> Görev 1
İnsülinin keşfiyle ilgili metne göre aşağıdaki soruları yanıtlayın.
(a) Pankreasın içindeki küçük hücre gruplarına ne ad verilir?
(b) Macleod, deneylerde kullanılmak üzere Banting'e kaç köpek ayırdı?
(c) Banting'e asistan olarak verilen Charles Best kaç yaşındaydı?
> Görev 2
İnsülinin keşfiyle ilgili metni son cümlesinden sonra gelecek şekilde sürdürün.

> Alıntılanan metin
Bu çalışma, ona şeker düşürücü maddenin nasıl izole edilebileceğine dair yeni bir fikir verdi. Pankreas, protein sindirimi için gerekli olan enzimleri üretip bunları bağırsağa yönlendiriyordu. Ancak pankreas içinde, Langerhans adacıkları adı verilen küçük hücre grupları da bulunuyordu. Bu hücrelerin, kan şekerini düşüren ve doğrudan kana karışan bir madde salgıladığı zaten biliniyordu.
Banting’in okuduğu makaledeki deney, pankreas kanalları bağlandığında enzim üreten hücrelerin öldüğünü, ancak Langerhans adacıklarının zarar görmediğini gösteriyordu. Banting, pankreas özlerinin bugüne kadar başarısız olmasının sebebinin, bu sindirim enzimlerinin, muhtemelen protein yapısında olan kan şekeri düşürücü maddeyi parçalamış olabileceğini düşündü. O hâlde çözüm belliydi: Canlı bir köpeğin pankreas kanalları bağlanarak, enzim üretiminin durdurulması sağlanmalı ve sonrasında bu pankreas çıkarılarak içeriğinden etkili bir ilaç üretilebilmeliydi.
Bu fikri geliştiren Banting, Frederick Miller’ın önerisiyle konuyu, Toronto Üniversitesi’nde laboratuvar başkanı olan John Macleod ile paylaştı. Ancak Macleod, daha önce pek çok araştırmacının başarısız olduğunu ileri sürerek Banting’in fikrine başta şüpheyle yaklaştı. Ancak Banting pes etmedi. Aylar süren ısrar ve ikna çabalarının ardından Macleod, sonunda ona laboratuvarını, deneylerde kullanması için 10 köpek ve bir asistan tahsis etmeye razı oldu. Bu genç asistan, tarihin akışını değiştirecek kişi olacaktı: 22 yaşındaki Charles Best.
İnsülinin Zaferi: İlk Deneyler ve Diyabetin Kaderini Değiştiren Tedavi
Banting ve Best, teorilerini test etmek için bazı köpeklerin pankreas kanallarını bağladılar. Böylece, protein sindirim enzimlerini üreten hücrelerin ölmesi ve yalnızca Langerhans adacıklarının hayatta kalması sağlandı.

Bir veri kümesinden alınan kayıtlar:
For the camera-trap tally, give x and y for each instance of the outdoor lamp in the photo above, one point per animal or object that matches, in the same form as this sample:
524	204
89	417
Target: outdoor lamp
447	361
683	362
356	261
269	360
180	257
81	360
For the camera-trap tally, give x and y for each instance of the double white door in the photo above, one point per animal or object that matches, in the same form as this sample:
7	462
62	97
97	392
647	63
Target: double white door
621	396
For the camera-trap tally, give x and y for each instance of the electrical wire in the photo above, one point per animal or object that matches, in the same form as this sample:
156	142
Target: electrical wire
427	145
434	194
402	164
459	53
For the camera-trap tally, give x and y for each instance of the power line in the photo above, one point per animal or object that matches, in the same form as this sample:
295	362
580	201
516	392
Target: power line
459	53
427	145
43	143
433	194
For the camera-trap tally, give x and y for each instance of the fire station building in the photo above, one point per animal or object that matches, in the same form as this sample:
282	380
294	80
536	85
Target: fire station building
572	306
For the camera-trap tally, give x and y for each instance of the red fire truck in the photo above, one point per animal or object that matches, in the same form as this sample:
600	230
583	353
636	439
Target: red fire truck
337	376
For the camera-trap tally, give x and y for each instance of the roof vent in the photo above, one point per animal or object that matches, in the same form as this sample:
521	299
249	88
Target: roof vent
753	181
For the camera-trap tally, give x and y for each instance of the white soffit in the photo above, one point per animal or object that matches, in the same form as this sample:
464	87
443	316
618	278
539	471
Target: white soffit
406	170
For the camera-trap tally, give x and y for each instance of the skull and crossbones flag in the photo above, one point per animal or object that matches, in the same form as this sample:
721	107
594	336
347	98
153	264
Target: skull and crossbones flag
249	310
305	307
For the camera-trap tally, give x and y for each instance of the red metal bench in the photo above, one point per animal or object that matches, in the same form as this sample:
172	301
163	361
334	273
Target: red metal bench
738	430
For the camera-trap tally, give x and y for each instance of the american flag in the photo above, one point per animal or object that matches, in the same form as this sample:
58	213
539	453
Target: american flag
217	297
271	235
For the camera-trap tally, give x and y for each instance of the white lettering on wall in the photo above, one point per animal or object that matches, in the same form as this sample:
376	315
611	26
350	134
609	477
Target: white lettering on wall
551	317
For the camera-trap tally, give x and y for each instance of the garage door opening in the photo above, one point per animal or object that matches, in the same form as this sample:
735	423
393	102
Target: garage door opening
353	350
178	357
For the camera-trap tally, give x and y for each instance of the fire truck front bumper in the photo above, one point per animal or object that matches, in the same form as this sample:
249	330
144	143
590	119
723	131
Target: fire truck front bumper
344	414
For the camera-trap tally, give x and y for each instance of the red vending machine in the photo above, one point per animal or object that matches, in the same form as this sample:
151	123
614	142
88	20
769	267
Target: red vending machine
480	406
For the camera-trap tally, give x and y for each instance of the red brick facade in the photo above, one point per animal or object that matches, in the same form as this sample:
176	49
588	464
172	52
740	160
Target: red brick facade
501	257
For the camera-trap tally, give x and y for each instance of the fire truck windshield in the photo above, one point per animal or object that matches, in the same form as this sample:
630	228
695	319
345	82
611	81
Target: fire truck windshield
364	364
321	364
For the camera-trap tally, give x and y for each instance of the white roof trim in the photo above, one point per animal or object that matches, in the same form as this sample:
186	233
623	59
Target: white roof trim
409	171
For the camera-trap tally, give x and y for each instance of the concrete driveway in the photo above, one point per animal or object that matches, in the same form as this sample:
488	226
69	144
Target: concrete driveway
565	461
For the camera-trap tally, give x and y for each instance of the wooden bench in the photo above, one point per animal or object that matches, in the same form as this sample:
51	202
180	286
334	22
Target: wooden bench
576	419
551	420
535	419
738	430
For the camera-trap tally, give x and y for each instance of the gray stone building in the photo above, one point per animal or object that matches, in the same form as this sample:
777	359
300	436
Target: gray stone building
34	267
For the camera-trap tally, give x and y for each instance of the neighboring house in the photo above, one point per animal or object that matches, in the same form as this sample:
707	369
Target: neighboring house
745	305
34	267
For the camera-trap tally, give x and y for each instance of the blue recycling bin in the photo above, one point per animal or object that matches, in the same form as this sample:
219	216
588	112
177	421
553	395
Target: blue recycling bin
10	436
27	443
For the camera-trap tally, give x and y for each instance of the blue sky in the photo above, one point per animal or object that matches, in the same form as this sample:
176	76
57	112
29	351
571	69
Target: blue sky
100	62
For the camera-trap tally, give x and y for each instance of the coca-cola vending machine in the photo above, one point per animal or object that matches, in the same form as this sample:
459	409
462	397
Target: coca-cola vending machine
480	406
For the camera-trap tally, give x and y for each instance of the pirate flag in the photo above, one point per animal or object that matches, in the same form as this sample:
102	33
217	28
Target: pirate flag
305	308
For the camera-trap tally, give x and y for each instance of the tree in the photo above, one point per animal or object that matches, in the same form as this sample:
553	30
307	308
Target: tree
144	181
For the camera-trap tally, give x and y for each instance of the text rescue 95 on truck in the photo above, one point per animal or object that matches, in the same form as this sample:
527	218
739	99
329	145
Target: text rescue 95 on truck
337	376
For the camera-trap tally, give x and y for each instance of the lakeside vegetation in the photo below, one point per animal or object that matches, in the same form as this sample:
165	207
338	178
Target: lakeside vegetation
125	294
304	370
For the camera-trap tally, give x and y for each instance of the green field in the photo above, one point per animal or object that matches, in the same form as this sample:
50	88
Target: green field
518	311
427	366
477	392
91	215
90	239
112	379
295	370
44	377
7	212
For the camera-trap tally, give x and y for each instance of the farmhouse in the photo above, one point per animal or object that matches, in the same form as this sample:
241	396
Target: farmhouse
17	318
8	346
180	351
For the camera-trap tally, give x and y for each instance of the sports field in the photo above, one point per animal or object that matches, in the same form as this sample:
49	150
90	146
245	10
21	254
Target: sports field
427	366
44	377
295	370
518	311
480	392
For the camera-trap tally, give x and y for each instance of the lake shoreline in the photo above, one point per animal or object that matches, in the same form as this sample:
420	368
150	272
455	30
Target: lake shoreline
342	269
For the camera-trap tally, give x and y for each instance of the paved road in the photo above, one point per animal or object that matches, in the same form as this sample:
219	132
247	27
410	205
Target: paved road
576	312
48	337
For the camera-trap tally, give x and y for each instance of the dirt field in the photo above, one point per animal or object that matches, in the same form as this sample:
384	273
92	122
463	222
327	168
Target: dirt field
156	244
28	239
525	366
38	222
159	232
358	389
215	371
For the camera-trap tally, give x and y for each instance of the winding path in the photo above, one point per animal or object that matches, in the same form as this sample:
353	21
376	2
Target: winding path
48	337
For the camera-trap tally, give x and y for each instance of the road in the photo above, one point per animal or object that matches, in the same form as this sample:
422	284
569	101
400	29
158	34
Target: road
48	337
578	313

> Yazılı yanıt 1
(a) Langerhans adacıkları.
(b) 10 köpek.
(c) 22 yaşındaydı.

> Yazılı yanıt 2
Bu işlemin ardından, yalnızca bu adacıkların kaldığı pankreaslardan insülini izole etmeyi başardılar. Sonrasında, pankreası tamamen çıkarılmış köpeklere bu özütü enjekte ettiler ve kan şekerlerinin düştüğünü gözlemlediler.
Ancak, bilim dünyasında ilk deneyler tek başına yeterli kanıt oluşturmazdı. Macleod, sonuçlardan tam olarak emin değildi ve deneylerin tekrar edilmesini talep etti. Bunun üzerine, biyokimyacı James Collip araştırma ekibine katıldı. Collip, insülinin daha saf bir formunu üretmek için çalışmalara başladı. İkinci kez yapılan deneyler de başarılı oldu. Ekip, bu yöntemi daha da geliştirerek, hayvanlar üzerinde pankreas kanallarını bağlama işlemine gerek kalmadan, kesilmiş danaların pankreasından da insülin elde etmeyi başardı.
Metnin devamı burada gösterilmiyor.